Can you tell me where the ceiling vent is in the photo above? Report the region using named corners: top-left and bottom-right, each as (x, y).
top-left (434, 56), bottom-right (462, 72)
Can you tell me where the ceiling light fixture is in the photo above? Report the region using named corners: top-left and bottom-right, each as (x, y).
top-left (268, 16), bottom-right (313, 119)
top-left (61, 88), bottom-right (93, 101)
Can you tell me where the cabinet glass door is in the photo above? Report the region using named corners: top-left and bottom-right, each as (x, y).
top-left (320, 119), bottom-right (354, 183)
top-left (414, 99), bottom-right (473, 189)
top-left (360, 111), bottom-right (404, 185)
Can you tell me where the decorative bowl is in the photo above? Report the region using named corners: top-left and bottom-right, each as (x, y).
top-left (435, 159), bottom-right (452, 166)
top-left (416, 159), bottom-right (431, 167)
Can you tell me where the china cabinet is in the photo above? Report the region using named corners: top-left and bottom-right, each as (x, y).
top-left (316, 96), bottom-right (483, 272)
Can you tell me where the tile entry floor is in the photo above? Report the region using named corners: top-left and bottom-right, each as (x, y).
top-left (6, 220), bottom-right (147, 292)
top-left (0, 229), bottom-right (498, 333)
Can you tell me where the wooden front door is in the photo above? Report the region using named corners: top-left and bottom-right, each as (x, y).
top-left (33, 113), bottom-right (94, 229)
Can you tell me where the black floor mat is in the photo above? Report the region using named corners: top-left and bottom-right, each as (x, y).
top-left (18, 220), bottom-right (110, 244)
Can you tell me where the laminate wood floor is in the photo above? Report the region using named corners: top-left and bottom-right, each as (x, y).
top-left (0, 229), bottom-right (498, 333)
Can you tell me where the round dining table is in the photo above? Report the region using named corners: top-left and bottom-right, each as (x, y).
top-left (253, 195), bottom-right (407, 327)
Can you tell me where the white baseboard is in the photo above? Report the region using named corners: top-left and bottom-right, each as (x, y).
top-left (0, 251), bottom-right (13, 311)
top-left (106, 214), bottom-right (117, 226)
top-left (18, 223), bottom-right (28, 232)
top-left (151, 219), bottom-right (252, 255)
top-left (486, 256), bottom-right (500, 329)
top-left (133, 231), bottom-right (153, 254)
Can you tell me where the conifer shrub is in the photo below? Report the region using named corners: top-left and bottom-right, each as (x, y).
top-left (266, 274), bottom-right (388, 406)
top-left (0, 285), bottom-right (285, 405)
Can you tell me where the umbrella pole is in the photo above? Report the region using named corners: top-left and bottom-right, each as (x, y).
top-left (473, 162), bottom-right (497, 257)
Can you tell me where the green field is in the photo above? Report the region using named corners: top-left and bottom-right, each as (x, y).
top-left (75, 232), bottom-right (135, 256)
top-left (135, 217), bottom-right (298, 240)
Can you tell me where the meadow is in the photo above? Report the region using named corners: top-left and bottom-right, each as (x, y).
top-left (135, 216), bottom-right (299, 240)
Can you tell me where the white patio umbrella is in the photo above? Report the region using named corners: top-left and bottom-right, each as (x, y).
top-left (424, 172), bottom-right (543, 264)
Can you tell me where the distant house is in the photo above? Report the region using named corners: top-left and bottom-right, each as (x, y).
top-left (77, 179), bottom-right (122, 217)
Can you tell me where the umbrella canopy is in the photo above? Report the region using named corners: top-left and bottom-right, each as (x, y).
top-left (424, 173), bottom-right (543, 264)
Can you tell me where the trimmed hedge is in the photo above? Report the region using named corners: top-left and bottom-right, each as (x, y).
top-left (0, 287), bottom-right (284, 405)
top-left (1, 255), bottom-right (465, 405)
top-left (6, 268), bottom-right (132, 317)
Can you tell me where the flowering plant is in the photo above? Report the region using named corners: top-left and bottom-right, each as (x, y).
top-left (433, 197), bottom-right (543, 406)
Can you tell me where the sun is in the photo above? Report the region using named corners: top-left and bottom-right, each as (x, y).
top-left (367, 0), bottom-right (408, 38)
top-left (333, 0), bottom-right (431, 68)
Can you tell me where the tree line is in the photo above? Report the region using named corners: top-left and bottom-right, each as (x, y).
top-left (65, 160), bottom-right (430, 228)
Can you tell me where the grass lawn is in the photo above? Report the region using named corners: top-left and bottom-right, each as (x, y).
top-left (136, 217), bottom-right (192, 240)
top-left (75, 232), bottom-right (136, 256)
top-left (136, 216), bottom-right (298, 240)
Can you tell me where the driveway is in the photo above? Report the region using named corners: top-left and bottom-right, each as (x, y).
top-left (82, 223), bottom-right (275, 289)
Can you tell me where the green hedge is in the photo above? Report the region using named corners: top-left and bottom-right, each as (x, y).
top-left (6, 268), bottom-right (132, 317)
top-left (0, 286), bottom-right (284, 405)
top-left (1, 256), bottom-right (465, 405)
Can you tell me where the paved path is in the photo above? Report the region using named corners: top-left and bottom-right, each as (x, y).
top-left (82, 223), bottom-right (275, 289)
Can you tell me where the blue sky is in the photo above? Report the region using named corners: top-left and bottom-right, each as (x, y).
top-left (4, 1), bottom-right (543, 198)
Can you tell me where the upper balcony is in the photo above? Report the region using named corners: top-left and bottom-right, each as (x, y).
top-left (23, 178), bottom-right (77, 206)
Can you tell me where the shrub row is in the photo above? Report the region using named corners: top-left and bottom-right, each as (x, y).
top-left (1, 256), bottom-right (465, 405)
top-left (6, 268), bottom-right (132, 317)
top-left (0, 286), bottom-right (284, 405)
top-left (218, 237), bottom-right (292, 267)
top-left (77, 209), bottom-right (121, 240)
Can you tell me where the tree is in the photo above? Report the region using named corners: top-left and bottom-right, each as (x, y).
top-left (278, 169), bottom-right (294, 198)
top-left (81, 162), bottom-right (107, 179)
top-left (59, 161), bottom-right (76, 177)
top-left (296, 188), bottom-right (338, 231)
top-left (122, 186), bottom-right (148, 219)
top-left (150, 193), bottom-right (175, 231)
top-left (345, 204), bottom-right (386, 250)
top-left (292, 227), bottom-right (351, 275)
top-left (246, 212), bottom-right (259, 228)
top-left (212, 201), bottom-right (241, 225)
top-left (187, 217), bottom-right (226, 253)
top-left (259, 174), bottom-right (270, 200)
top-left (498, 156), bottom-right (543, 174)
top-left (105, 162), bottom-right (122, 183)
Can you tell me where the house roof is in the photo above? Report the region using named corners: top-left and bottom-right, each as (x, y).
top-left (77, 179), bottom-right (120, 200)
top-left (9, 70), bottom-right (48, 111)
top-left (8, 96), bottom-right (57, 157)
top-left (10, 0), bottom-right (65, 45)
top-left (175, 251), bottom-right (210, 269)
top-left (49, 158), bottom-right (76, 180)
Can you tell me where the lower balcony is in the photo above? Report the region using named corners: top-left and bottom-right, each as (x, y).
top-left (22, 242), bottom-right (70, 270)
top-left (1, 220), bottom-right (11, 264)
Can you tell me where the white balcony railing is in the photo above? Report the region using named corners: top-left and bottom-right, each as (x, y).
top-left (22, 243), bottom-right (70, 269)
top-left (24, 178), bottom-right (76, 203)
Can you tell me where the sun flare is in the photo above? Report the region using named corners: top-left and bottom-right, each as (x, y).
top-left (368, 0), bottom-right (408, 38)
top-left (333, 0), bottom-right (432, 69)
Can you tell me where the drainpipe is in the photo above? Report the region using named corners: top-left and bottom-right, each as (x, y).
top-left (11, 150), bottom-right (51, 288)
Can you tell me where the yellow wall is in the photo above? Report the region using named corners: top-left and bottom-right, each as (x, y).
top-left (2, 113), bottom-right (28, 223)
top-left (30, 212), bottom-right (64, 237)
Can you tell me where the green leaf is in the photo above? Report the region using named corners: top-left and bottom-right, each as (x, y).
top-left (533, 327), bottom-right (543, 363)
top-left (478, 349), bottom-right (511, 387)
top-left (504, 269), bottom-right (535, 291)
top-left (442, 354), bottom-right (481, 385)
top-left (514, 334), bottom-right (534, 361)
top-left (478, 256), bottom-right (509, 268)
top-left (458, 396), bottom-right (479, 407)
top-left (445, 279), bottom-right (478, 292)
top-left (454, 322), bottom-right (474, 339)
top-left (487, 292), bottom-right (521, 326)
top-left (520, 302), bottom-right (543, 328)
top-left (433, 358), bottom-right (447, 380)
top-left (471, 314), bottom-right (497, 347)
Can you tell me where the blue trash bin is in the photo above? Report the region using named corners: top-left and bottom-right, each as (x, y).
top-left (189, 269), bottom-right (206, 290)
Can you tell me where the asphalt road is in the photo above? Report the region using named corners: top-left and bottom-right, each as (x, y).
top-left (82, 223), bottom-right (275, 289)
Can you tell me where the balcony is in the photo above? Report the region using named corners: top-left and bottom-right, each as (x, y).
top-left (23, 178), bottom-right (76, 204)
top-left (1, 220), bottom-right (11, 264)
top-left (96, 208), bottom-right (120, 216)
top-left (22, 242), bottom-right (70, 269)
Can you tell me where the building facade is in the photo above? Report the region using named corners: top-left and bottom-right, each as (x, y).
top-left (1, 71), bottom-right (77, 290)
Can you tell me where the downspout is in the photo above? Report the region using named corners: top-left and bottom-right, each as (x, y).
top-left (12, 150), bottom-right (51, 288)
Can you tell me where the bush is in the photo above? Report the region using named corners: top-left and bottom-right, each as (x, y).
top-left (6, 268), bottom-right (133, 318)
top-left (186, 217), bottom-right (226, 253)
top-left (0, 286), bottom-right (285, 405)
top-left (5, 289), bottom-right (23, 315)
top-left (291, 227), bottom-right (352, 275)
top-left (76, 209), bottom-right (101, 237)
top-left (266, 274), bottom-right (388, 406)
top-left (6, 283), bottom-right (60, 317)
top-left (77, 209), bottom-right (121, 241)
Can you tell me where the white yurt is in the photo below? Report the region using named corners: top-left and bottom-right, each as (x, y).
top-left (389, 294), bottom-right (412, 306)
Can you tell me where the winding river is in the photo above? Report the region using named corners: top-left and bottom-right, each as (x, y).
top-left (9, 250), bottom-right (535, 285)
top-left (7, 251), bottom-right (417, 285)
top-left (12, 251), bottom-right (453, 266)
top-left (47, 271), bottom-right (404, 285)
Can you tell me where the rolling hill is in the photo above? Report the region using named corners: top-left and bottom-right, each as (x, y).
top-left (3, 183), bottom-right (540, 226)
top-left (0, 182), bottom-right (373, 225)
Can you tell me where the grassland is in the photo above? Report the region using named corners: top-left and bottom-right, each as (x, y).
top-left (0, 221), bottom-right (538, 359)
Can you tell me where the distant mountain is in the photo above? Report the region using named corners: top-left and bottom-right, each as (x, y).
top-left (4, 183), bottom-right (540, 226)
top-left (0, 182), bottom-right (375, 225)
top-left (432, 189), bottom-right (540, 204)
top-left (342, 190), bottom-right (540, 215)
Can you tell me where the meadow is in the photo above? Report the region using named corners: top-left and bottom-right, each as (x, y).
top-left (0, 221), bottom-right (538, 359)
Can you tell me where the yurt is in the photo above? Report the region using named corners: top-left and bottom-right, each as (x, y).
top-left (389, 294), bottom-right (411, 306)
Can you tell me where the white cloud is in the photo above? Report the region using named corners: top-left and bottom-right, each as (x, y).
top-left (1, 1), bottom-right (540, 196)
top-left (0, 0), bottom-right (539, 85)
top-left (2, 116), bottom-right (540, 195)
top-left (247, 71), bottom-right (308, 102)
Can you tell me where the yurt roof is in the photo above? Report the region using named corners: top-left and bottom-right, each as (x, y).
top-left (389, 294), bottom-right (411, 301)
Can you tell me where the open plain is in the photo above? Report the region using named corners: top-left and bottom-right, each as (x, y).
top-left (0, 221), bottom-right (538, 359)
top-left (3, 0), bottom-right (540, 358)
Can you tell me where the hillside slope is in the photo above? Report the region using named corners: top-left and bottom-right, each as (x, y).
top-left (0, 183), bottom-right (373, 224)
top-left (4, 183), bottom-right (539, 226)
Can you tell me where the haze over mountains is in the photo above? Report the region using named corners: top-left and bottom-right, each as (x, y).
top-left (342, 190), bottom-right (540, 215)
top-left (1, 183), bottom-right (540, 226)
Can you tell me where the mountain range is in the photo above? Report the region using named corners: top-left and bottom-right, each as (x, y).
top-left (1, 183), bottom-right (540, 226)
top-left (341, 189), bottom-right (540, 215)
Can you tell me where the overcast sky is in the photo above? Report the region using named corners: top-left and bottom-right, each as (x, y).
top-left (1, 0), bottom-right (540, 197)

_ _ _

• _Assigned task_
From the line that contains "Can you tell me where the mountain" through the last line of the listing, every line is to be restated word for word, both ends included.

• _Answer space_
Can you tell me where the mountain range is in the photo above? Report the region using named corners: top-left and bottom-right, each as (x, y).
top-left (1, 183), bottom-right (540, 226)
top-left (341, 189), bottom-right (540, 215)
Can you tell me where the overcast sky is in the photo above? Report the region using named corners: top-left and bottom-right, each as (x, y).
top-left (1, 0), bottom-right (540, 197)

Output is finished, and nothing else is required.